## DOCUMENT PASSAGE
----------------
Speaking with Masayo Takahashi: Targeting age-related macular degeneration in the first iPSC clinical trial

Written by Freya Leask

In this interview, Masayo Takahashi, Project Leader for Laboratory for Retinal Regeneration at the RIKEN Centre for Developmental Biology (Kobe, Japan), explains the techniques being utilized in the first iPSC clinical trial in humans.

In this interview, Masayo Takahashi, Project Leader for Laboratory for Retinal Regeneration, RIKEN Center for Developmental Biology (Kobe, Japan) explains the techniques being utilized in the first induced pluripotent stem cell (iPSC) clinical trial in humans. Dr Takahashi also reveals how they may change when the trial restarts, having been halted in 2015.

Masayo Takahashi (MD, PhD)
Masayo Takahashi MD, PhD is Project Leader of the Laboratory for Retinal Regeneration at RIKEN (Kobe, Japan). She received her MD from Kyoto University (Kyoto, Japan) in 1986, and her PhD in Medicine at the same institution in 1992. After serving as an assistant professor in the Department of Ophthalmology, Kyoto University Hospital, she moved to the Salk Institute (CA, USA) in 1995, where she first learned of the potential of stem cells as a tool for retinal therapy. She returned to the same hospital in 1997, and since 2001 has served as an associate professor at the Translational Research Center (Kyoto, Japan). She joined RIKEN as a team leader of the retinal regeneration team in 2006. Her team started a pilot clinical study of autologous iPS cell-derived RPE cell sheets for exudative aged-related macular degeneration in 2013. The first RPE cell sheet graft was transplanted in September 2014.

Why did you choose age-related macular degeneration as the target for the iPSC therapy?

My research using stem cells began in 1995 and I have been trying to develop a therapy ever since. I researched embryonic stem cells (ESCs) and finally came to study iPSCs. From iPSCs, we can develop different retinal cells, including retinal pigment epithelial (RPE) cells and photoreceptor cells, and we are currently working on a therapy using both of these. However, photoreceptor cells are neurons so it can be difficult to make them work in the body, whereas RPE cells are not so it is easier to develop treatment. We found that RPE cells were most effective in treating age-related macular degeneration, which afflicts many people, so this is the target we chose first. [Ed: A study published in the Lancet in 2014 estimated that 196 million people will suffer from either dry- or wet-type age-related macular degeneration, rising to 288 million in 20401.]

What challenges have you faced in planning and executing the trial?
----------------
## STUDY MATERIAL
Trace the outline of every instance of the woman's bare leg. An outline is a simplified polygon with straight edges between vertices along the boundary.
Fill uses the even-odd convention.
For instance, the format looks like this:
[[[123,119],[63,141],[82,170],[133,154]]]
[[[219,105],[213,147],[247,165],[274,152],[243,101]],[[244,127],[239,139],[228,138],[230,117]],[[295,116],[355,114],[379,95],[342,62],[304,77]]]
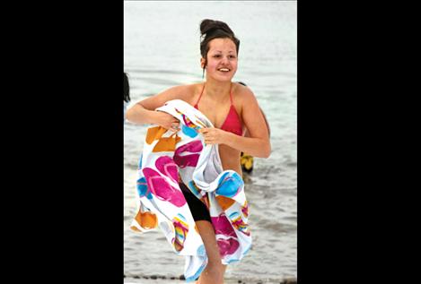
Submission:
[[[207,265],[200,274],[197,284],[223,284],[226,265],[221,262],[214,227],[205,220],[197,221],[196,225],[205,244],[208,258]]]

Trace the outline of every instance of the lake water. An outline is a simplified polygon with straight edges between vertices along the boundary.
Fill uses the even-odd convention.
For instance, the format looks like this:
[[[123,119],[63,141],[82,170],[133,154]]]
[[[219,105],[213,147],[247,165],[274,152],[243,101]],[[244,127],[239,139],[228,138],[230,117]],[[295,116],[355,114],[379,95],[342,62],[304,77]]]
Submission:
[[[245,176],[253,245],[227,279],[276,281],[297,275],[297,4],[294,1],[124,3],[124,70],[130,105],[169,87],[202,81],[199,23],[224,21],[241,40],[233,81],[251,88],[271,129],[272,153]],[[130,106],[129,105],[129,106]],[[129,229],[136,167],[147,125],[124,126],[124,273],[183,273],[163,234]],[[133,280],[130,280],[133,282]]]

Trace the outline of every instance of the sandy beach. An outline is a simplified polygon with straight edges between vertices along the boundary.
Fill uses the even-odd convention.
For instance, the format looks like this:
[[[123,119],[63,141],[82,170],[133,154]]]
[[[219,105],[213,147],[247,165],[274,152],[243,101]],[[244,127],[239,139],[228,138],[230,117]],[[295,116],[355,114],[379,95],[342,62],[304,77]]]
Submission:
[[[134,279],[125,278],[125,284],[184,284],[186,281],[180,279]],[[296,284],[297,280],[295,278],[286,278],[283,280],[235,280],[235,279],[225,279],[224,284]]]
[[[272,152],[268,159],[255,157],[252,172],[243,176],[252,245],[227,267],[225,283],[297,278],[296,2],[125,1],[124,7],[124,70],[132,99],[127,108],[172,86],[204,82],[203,19],[224,21],[239,37],[241,67],[232,82],[245,82],[259,100],[270,125]],[[162,231],[130,229],[149,126],[124,125],[124,282],[184,284],[180,275],[185,258],[174,253]],[[165,279],[151,280],[153,275]]]

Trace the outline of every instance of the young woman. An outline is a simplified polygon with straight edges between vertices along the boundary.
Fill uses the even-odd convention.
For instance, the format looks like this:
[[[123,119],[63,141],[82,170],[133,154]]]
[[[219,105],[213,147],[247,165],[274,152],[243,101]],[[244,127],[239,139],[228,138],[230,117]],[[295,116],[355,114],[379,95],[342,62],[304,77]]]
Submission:
[[[238,66],[240,40],[228,25],[220,21],[204,20],[200,23],[200,64],[206,82],[170,88],[145,99],[127,110],[127,117],[136,124],[154,124],[173,132],[179,121],[172,116],[155,111],[171,99],[182,99],[194,106],[213,123],[215,128],[200,130],[206,144],[218,144],[224,170],[232,169],[242,176],[241,151],[268,158],[270,142],[265,118],[250,88],[232,82]],[[258,66],[257,66],[258,67]],[[249,137],[244,137],[245,129]],[[209,212],[187,186],[180,188],[189,203],[205,244],[208,264],[200,274],[200,284],[224,283],[226,266],[221,262]]]

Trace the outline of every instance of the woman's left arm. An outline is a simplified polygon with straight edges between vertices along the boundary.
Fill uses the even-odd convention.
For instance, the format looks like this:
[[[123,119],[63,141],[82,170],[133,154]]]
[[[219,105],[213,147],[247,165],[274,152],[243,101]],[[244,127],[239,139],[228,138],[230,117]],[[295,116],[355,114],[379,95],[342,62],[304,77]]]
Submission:
[[[200,133],[204,134],[206,144],[225,144],[254,157],[268,158],[271,147],[265,118],[256,97],[250,89],[246,90],[241,93],[241,117],[250,137],[239,136],[218,128],[204,128]]]

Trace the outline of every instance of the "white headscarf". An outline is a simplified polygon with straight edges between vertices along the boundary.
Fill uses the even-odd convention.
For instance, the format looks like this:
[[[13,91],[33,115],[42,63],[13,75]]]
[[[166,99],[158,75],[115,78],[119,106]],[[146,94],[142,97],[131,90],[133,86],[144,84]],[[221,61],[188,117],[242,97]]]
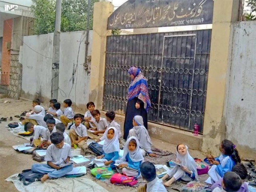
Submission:
[[[129,143],[130,143],[130,142],[131,141],[131,140],[132,139],[135,140],[137,146],[134,151],[130,151],[129,150],[128,147]],[[135,137],[131,137],[127,140],[126,143],[125,143],[124,150],[124,156],[122,157],[121,159],[120,159],[120,161],[122,162],[126,161],[126,157],[128,153],[129,153],[130,158],[133,162],[138,162],[141,161],[144,161],[144,157],[143,157],[143,156],[141,154],[141,152],[140,150],[140,142]]]
[[[112,129],[114,131],[114,137],[109,140],[107,136],[108,132],[110,129]],[[109,127],[105,132],[106,139],[103,145],[103,150],[105,153],[111,153],[115,151],[119,152],[119,141],[118,141],[118,133],[117,130],[114,127]],[[105,134],[105,133],[104,133]]]
[[[138,139],[140,147],[147,152],[152,152],[151,145],[152,145],[150,137],[148,130],[144,126],[143,118],[139,115],[134,116],[134,120],[138,126],[135,126],[133,129],[135,130],[136,137]]]
[[[196,179],[198,180],[198,175],[196,170],[196,166],[194,158],[190,156],[188,152],[188,148],[186,145],[185,146],[187,150],[187,152],[184,156],[182,156],[179,153],[178,150],[176,149],[176,155],[177,158],[180,162],[182,165],[185,166],[188,168],[188,170],[192,171],[195,174]]]

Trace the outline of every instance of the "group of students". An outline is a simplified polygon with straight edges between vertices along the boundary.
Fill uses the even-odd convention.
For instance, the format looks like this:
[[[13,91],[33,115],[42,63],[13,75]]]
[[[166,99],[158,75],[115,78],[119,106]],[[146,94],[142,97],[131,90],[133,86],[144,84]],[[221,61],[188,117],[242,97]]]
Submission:
[[[66,100],[63,103],[64,112],[62,114],[59,103],[51,100],[48,114],[44,115],[44,109],[40,103],[34,104],[36,101],[33,101],[34,110],[26,114],[27,118],[24,121],[25,131],[34,133],[32,140],[34,145],[47,148],[45,160],[47,164],[34,164],[32,168],[34,172],[45,174],[41,178],[42,182],[48,178],[62,177],[72,170],[72,165],[61,168],[59,165],[69,162],[71,147],[77,145],[81,148],[86,147],[87,129],[93,130],[94,135],[103,134],[96,142],[105,140],[104,153],[96,159],[106,159],[105,166],[116,169],[119,173],[135,178],[141,176],[147,182],[146,185],[139,188],[138,191],[165,192],[165,187],[170,186],[178,180],[187,182],[198,181],[195,161],[189,154],[188,147],[183,144],[177,146],[176,152],[176,161],[181,166],[176,165],[162,179],[157,178],[154,166],[149,162],[144,162],[144,157],[146,154],[150,156],[156,155],[151,150],[152,142],[141,116],[135,116],[133,118],[133,128],[129,131],[124,147],[124,155],[120,158],[119,152],[122,133],[120,125],[114,121],[114,112],[107,112],[106,119],[102,118],[100,112],[95,110],[94,103],[89,102],[86,105],[88,110],[84,116],[79,114],[74,115],[71,107],[72,101]],[[44,126],[41,119],[38,120],[38,115],[43,116]],[[70,126],[68,136],[65,130],[70,122],[73,124]],[[219,157],[214,158],[212,155],[207,156],[208,161],[213,165],[208,172],[214,183],[211,189],[214,192],[248,191],[247,184],[244,182],[247,170],[241,163],[235,146],[231,141],[225,140],[220,144],[219,149],[222,153]],[[116,166],[115,164],[119,165]],[[168,180],[165,182],[166,180]]]

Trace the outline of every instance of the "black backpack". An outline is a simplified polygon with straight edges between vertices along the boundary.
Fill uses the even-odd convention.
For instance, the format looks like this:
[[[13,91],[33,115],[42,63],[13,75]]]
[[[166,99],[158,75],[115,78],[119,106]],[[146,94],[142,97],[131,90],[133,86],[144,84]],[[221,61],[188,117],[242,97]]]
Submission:
[[[102,146],[97,143],[94,142],[90,143],[88,146],[88,148],[98,156],[102,155],[104,152]]]
[[[26,186],[35,181],[40,181],[44,174],[33,172],[31,169],[26,169],[23,170],[18,176],[20,177],[20,180],[22,181],[24,185]]]

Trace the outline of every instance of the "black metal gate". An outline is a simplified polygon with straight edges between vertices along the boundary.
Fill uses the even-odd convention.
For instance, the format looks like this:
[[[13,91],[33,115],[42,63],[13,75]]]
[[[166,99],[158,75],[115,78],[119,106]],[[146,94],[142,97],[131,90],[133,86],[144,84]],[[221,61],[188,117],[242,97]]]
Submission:
[[[150,121],[192,130],[203,124],[211,30],[112,36],[107,39],[103,110],[125,113],[130,80],[140,68],[148,78]]]

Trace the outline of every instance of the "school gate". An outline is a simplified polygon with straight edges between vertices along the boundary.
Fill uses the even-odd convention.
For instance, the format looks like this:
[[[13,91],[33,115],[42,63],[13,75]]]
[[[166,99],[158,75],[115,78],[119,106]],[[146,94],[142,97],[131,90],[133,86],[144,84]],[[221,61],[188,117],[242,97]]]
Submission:
[[[136,3],[128,1],[113,12],[108,19],[109,29],[122,28],[124,22],[118,22],[115,28],[111,21],[118,13],[124,15],[129,6],[136,8]],[[140,26],[135,24],[128,28]],[[103,110],[125,114],[130,81],[127,71],[136,66],[148,79],[151,102],[148,120],[190,130],[197,123],[202,133],[211,36],[209,29],[108,36]]]

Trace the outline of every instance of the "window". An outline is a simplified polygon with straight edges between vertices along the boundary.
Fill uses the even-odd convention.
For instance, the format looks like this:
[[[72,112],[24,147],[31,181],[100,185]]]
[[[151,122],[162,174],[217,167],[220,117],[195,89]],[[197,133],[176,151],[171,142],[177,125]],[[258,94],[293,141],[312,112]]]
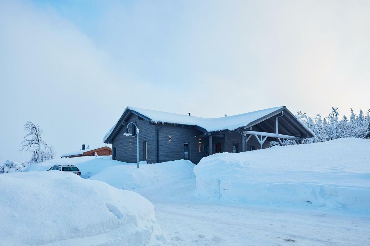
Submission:
[[[147,160],[147,142],[142,142],[142,160]]]
[[[59,168],[60,168],[60,167],[59,167]],[[65,172],[67,171],[78,171],[80,170],[76,167],[63,167],[63,171]]]
[[[115,150],[115,146],[113,147],[113,153],[112,153],[112,160],[115,160],[115,152],[116,152],[116,150]]]
[[[136,124],[136,123],[135,123]],[[131,125],[132,126],[132,128],[131,128],[131,130],[132,131],[132,137],[135,137],[136,136],[136,127],[133,124]]]
[[[232,143],[232,153],[238,153],[238,144],[237,143]]]
[[[184,160],[189,160],[189,143],[184,143]]]

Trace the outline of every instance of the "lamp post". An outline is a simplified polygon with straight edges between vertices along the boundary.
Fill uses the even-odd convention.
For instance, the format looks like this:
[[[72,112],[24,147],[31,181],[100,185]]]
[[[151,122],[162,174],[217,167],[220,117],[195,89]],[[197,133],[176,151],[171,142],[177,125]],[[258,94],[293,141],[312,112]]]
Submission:
[[[126,129],[126,132],[124,133],[123,134],[125,136],[127,136],[127,137],[130,135],[132,135],[132,134],[130,133],[130,132],[128,131],[128,126],[130,124],[133,124],[135,126],[135,129],[136,129],[136,153],[137,154],[138,168],[139,168],[139,129],[138,128],[136,124],[134,122],[130,122],[127,124],[127,126]]]

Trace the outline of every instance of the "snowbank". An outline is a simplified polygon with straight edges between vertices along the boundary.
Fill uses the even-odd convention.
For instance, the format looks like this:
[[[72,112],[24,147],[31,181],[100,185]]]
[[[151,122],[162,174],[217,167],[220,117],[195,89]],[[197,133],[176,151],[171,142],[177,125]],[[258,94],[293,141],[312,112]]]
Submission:
[[[138,168],[136,164],[121,165],[107,168],[90,179],[104,181],[120,189],[134,189],[194,178],[195,165],[183,160],[142,164]]]
[[[370,209],[370,141],[340,139],[203,158],[199,194],[226,202]]]
[[[127,164],[112,160],[111,156],[100,156],[97,157],[81,156],[73,158],[58,158],[32,164],[27,167],[24,171],[46,171],[54,165],[74,165],[81,171],[81,177],[88,178],[107,167]]]
[[[1,245],[161,245],[154,207],[138,194],[53,171],[2,174]]]

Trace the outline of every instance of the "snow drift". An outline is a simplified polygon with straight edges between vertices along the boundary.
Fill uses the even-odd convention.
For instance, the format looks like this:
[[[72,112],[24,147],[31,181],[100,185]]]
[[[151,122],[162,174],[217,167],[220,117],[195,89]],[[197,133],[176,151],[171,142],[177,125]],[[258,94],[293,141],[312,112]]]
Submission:
[[[0,187],[2,245],[165,243],[154,206],[135,192],[56,171],[1,174]]]
[[[107,167],[117,165],[128,164],[126,163],[112,160],[112,156],[81,156],[72,158],[57,158],[45,162],[35,163],[28,166],[24,171],[47,171],[54,165],[74,165],[81,171],[81,177],[88,178]]]
[[[370,209],[370,141],[340,139],[202,159],[194,168],[201,196]]]
[[[103,181],[120,189],[134,189],[194,178],[195,165],[183,160],[141,164],[138,168],[136,163],[121,165],[108,167],[90,179]]]

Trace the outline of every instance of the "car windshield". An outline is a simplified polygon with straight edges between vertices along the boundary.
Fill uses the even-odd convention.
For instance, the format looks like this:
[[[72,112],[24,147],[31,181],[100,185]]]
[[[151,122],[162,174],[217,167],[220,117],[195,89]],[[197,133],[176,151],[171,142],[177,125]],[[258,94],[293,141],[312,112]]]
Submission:
[[[78,168],[75,167],[63,167],[64,171],[80,171]]]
----------------
## ASSIGNED TASK 1
Decide whether each statement below agrees with the interview with Masayo Takahashi above, answering yes or no and quoting the words that settle it. (a) Takahashi earned her MD from Kyoto University in 1986. (b) She joined RIKEN as a team leader in 2001. (c) She says treatment is easier to develop with photoreceptor cells than with RPE cells.
## ASSIGNED TASK 2
Please carry the interview with Masayo Takahashi on past its last line.

## WRITTEN ANSWER 1
(a) Yes: "She received her MD from Kyoto University (Kyoto, Japan) in 1986"
(b) No: "She joined RIKEN as a team leader of the retinal regeneration team in 2006."
(c) No: "photoreceptor cells are neurons so it can be difficult to make them work in the body, whereas RPE cells are not so it is easier to develop treatment"

## WRITTEN ANSWER 2
It’s very difficult to make and maintain good iPSCs, but we have very talented technicians who can make good iPSCs and culture them properly. In the first trial, we made 30 lines of iPSCs from one patient then selected the good iPSCs. The purity of the end product is also very important; there should be no bad cell contamination.

What techniques did you utilize to select the good iPSCs?

We chose the best cell lines by looking at their morphology first. Our technicians are very experienced so by looking at characteristics such as the colors, the smoothness of the cell surface and the dividing speed, they can tell which cells are good and bad. We then confirmed that the cells were good using gene analysis.

In 2015, the trial was halted. What happened, and will any changes be made to the trial design when it starts up again?

The first clinical research was halted because the law for regenerative medicine in Japan changed, but we’re now preparing the next clinical study. We will use three different protocols including allogeneic iPSCs. In the first trial, we used only autologous iPSCs, but next time we will use both. We won’t use immunosuppressive drugs, which is a big challenge when using allogeneic cells, but we will utilize human leukocyte antigen (HLA) typing to minimize any problems this may cause.

What does the future hold for iPSC therapy?

I think it’s very promising. Without a doubt, regenerative medicine will become a big field in the future. In fact, preventative and regenerative medicine will be two big fields, and iPSCs and ESCs have the potential to industrialize the cell therapy field. iPSCs and ESCs can be expanded so we can make many cells for many patients and really build regenerative medicine as an industry.


  • – Research fund from Healios K.K. and Sumitomo Dainippon Pharma Co., Ltd.


  1. Wong WL, Su X, Li X. Global prevalence of age-related macular degeneration and disease burden projection for 2020 and 2040: a systematic review and meta-analysis. The Lancet Global Health. 2(2), e106 – e116.